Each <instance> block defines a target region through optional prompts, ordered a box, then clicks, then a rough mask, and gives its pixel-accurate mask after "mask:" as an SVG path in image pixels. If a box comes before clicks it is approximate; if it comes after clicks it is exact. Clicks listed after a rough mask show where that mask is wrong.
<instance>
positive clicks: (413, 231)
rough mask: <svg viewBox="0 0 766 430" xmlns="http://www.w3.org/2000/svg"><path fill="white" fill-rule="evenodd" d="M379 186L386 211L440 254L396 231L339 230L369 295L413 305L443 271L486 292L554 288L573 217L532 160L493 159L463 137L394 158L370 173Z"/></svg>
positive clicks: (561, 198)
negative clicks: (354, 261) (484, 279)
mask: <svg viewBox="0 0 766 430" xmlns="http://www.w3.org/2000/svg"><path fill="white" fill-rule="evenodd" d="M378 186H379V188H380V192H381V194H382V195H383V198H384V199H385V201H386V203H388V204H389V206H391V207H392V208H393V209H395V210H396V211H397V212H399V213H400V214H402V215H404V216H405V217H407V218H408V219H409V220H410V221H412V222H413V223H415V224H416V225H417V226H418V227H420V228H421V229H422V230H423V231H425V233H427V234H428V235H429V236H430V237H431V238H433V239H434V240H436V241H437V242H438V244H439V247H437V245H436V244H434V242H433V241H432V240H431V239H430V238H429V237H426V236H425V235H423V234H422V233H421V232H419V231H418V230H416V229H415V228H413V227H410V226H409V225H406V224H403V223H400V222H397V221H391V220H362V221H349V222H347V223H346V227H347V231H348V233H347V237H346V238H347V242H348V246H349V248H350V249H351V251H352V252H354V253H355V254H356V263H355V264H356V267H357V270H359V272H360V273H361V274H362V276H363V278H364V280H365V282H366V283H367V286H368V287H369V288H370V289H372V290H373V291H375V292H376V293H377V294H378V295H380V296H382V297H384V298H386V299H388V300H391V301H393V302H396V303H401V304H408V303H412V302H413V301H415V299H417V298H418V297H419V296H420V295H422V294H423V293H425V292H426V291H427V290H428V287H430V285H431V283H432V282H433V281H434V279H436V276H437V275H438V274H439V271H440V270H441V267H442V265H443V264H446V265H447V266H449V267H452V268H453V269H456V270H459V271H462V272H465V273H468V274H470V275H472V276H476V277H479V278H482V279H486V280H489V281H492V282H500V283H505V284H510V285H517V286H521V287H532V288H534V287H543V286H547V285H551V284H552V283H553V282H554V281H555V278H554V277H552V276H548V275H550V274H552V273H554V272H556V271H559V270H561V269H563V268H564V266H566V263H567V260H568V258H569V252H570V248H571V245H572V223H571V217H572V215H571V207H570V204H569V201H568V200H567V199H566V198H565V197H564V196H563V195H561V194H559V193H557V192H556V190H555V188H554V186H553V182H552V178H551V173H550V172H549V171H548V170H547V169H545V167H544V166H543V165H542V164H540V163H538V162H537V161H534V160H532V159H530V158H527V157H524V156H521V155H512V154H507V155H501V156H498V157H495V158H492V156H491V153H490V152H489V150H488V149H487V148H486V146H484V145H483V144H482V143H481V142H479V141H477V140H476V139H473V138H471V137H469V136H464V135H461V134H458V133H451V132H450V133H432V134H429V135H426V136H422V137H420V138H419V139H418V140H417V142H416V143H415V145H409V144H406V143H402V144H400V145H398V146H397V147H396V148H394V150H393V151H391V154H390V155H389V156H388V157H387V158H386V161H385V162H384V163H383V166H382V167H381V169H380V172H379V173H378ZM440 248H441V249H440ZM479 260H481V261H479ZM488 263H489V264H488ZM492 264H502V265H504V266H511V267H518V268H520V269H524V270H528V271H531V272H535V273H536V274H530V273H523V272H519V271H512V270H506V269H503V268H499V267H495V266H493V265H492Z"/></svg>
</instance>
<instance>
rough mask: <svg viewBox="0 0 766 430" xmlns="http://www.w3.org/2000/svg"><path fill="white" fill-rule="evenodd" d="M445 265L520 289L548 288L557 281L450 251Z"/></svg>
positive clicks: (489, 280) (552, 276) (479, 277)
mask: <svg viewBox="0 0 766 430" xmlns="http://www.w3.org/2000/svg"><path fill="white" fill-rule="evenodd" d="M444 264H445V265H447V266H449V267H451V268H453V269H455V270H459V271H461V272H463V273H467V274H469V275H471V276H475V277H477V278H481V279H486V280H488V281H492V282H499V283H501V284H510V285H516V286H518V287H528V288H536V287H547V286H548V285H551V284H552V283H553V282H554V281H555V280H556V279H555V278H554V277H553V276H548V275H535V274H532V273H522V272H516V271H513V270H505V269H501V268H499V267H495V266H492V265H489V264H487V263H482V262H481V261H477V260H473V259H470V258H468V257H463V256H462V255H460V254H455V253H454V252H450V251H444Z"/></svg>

### WHAT YOU WILL DO
Among the records, find every line holding the word "instance" and copy it.

### SOLUTION FOR THIS PROBLEM
Each <instance> block defines a target region through optional prompts, ordered a box, then clicks, then a rough mask, and gives its pixel-accurate mask after "mask:" as an SVG path in image pixels. If a box comes before clicks it is approximate; if it comes after clicks it is exact. Clicks listed after a rough mask show where that mask is wrong.
<instance>
</instance>
<instance>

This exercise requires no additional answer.